* Required action
In the text about call-center messaging, which message types should all be treated the same as an "interaction message"?

Extract provided below:

Although the concept seems simple, the benefits of unified messaging can be remarkable. Agents can spend more time focusing on the content and quality of their replies to customers and less time on the mechanics of how they retrieve and manage their messages. Agents will have convenient access to all message types since voice mails and faxes become messages along with their email. Call centers will realize a tremendous productivity boost from unified messaging since their agents will no longer need to make round-trips to the fax machine or spend time dialing into voice mail systems to retrieve messages.
From a customer service perspective, Unified Messaging helps agents to easily maintain and manage a customer's interaction history of email, voice mail, and fax. With easy access to customer interaction history, agents can forward messages with combined media quickly to other parts of the organization. Visual scanning of email, voice-mail, and fax messages also allows agents to better prioritize their messages and respond rapidly to critical messages.
There are several key elements that should be part of a true unified messaging system. Voice mail, faxes, and email should all be treated the same as an "interaction message." In the instance that your mail system should go down, unified messaging should provide fault tolerance by creating local copies of voice mail and faxes and handle the queuing of these incoming messages.


Integrated Multimedia
Future enhancements in the support of the Multimedia Contact Center will bring about new technology that can fully integrate all types of customer contacts. All interactions will be queued and routed by a single process. Call centers will be able to build rules and logic into this process to determine how and where an interaction should be handled. For example, in some instances Web chats may take precedence over phone calls, so these types of interactions would be given a higher priority in the inbound queue. Or, some customers may receive priority treatment regardless of which contact method they use. A specific type of email may require specialized skills, so this interaction would be routed to an agent with the appropriate skill set. As the dynamics of the call center change, the traditional phone, web, and messaging systems will need to merge into one to create a super "contact distribution" system for support of an integrated media environment.


  





Monday, February 11, 2013

The Quest for Affordable, Superior Customer Service!



For years, organizations have struggled to balance customer satisfaction with the requirement to increase revenue and minimize the cost of customer service.
Managing these conflicting goals is difficult, but is complicated even further by the many different enterprise functions and supporting processes involved in serving customers. These include the traditional customer touch points — the contact center and branch offices — as well as back-office operations.


Not surprisingly, each of these areas within the organization has its own systems, processes, and procedures for managing workflow and assessing effectiveness. These pose a variety of challenges:


• Although management applications and workforce management, IVR, ACD, and CRM systems provide a staggering amount of statistical data about what is happening in the organization, they do not explain why — and unit-level managers may lack the time, tools, and expertise necessary to perform meaningful data analysis.

End of Extract provided.
Listed entries below:

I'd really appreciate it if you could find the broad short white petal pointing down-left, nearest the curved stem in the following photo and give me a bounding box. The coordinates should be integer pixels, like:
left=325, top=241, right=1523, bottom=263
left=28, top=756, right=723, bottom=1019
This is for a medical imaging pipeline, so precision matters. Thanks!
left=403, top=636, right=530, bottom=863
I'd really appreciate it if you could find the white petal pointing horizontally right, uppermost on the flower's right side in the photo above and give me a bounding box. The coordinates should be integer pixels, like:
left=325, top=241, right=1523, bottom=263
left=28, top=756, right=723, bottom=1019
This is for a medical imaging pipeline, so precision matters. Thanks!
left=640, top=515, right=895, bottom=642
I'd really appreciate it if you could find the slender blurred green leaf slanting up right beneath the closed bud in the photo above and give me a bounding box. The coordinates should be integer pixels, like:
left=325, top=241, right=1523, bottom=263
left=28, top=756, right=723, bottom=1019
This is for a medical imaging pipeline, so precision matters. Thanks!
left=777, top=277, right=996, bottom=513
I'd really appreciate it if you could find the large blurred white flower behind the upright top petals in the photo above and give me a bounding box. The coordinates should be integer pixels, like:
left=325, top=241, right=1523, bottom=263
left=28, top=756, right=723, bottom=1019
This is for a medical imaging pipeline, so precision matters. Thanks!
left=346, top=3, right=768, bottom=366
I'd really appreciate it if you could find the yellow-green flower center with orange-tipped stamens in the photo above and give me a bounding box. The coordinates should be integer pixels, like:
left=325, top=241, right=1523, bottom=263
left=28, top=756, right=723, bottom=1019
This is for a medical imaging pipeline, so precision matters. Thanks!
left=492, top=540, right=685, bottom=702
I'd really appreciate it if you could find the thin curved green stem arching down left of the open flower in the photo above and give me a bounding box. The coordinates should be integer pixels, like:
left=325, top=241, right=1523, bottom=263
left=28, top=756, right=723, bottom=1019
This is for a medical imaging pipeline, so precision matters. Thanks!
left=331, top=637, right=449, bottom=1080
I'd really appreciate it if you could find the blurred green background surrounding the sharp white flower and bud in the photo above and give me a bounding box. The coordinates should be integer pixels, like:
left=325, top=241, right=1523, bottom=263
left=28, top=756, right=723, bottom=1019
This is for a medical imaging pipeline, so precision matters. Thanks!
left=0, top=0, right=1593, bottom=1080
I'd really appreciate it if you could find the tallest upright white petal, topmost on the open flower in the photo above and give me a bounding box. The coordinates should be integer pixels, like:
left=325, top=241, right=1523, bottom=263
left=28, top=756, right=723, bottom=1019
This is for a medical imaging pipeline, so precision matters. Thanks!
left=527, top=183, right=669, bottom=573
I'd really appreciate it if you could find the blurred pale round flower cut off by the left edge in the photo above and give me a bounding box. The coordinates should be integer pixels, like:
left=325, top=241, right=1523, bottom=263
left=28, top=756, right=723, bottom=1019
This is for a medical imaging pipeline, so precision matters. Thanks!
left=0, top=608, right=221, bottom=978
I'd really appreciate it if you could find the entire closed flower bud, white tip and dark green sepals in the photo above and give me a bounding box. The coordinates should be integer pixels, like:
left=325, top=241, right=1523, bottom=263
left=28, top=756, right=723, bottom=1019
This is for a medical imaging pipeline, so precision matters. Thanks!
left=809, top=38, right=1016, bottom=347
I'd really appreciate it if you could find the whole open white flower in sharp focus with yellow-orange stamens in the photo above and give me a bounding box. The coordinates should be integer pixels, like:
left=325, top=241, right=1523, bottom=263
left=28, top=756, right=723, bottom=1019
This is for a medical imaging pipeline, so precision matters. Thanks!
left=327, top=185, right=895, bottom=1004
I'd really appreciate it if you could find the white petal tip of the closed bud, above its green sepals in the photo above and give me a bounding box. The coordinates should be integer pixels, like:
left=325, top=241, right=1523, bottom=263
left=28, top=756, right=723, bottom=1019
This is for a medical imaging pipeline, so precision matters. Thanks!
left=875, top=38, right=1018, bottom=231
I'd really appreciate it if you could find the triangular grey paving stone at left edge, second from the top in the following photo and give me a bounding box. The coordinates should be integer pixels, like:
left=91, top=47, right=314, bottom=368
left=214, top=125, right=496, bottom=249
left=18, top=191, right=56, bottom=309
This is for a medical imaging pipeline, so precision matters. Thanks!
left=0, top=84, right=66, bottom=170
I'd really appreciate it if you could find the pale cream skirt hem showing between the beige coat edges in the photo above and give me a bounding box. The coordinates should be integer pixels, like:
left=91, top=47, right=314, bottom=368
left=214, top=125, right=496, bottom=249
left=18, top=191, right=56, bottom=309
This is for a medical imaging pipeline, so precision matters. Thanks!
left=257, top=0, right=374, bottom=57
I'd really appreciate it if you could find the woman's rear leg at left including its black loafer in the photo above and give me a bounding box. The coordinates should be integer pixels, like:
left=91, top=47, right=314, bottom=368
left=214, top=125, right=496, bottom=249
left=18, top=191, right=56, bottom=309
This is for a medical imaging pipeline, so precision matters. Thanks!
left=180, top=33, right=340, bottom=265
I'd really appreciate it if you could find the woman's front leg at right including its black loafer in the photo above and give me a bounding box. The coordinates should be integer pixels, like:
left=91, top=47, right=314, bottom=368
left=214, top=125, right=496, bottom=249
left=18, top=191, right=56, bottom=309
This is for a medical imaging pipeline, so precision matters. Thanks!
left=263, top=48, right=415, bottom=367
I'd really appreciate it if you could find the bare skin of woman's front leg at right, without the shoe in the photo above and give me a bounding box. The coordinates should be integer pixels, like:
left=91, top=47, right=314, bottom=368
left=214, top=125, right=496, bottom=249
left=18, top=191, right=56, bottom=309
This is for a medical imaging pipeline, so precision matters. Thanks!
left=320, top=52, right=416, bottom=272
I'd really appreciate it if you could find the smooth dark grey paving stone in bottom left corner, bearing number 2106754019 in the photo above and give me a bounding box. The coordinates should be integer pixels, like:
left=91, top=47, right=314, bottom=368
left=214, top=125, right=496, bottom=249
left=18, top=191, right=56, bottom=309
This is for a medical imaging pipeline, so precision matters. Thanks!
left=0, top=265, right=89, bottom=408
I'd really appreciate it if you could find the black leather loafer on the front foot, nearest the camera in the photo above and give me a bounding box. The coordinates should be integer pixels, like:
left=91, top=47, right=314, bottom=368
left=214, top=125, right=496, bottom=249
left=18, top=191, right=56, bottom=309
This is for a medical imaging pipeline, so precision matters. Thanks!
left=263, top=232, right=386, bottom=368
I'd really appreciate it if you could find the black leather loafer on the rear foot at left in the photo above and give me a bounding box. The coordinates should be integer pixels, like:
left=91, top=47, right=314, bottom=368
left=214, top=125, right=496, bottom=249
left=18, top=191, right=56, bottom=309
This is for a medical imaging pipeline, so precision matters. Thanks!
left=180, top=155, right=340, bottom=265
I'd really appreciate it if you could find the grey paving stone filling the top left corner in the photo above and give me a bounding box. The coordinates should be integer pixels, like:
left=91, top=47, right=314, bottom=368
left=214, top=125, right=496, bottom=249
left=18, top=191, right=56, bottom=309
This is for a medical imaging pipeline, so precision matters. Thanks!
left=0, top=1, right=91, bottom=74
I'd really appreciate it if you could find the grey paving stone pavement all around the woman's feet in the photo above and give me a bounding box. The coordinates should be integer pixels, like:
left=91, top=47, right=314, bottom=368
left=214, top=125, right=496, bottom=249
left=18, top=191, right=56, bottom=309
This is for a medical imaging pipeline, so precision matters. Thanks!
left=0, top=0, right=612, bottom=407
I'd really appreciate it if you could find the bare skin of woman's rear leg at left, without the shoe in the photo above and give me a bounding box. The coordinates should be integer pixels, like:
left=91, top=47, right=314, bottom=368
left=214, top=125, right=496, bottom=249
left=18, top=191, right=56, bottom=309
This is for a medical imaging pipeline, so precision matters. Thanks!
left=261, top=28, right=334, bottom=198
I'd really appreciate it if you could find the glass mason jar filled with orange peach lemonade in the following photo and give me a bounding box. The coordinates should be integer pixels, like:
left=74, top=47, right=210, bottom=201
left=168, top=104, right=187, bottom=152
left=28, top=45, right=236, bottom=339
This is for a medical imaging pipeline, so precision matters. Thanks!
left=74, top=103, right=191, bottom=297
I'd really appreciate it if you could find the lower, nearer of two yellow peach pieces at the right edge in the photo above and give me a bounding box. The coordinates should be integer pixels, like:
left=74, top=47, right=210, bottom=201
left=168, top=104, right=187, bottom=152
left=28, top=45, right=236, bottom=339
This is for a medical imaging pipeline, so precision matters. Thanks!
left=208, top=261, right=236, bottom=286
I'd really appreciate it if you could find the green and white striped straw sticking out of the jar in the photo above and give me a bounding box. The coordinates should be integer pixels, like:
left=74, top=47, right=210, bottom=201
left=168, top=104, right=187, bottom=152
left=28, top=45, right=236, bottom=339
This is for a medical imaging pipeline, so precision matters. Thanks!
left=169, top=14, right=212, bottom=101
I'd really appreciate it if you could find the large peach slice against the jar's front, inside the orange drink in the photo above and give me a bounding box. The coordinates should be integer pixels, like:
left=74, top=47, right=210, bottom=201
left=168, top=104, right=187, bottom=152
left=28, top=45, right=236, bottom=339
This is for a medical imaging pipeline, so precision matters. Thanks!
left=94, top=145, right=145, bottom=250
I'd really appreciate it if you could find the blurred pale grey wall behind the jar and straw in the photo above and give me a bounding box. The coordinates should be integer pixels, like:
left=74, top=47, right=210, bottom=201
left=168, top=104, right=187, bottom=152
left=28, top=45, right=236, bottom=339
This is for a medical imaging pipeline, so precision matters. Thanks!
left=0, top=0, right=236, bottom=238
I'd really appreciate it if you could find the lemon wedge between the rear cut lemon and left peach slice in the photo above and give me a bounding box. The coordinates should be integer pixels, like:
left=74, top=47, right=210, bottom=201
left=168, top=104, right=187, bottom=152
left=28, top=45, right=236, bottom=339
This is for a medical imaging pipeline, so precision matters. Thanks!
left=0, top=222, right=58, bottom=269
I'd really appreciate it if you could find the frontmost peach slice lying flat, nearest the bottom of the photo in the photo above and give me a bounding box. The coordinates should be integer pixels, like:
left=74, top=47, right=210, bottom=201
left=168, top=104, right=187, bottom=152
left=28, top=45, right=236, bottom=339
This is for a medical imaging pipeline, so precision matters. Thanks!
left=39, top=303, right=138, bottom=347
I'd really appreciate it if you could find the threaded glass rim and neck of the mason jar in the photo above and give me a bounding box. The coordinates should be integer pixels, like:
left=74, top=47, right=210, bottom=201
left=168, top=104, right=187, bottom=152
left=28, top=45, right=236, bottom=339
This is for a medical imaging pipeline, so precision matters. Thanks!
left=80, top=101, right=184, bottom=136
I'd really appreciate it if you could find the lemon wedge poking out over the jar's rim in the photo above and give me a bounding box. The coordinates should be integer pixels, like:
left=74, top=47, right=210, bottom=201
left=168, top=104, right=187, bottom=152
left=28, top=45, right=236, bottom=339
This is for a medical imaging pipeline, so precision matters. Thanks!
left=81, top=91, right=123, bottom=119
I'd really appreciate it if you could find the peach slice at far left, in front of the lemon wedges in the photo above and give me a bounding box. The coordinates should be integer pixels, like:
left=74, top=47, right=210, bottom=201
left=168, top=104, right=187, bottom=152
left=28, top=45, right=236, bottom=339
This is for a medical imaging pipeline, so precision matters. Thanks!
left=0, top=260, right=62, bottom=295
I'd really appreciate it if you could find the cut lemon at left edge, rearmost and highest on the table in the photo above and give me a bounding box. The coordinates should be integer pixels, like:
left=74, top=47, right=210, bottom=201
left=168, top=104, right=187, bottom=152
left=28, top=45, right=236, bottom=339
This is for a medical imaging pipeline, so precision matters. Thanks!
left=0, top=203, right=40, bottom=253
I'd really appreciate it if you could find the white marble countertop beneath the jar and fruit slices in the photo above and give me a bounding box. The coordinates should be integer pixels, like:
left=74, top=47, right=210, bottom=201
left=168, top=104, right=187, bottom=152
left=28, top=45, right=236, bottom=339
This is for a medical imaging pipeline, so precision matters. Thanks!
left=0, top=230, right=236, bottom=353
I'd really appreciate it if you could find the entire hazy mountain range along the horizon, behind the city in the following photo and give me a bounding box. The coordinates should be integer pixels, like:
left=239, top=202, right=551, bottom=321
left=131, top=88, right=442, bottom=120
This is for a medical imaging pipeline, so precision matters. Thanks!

End of Listed entries.

* Answer box
Voice mail, faxes, and email.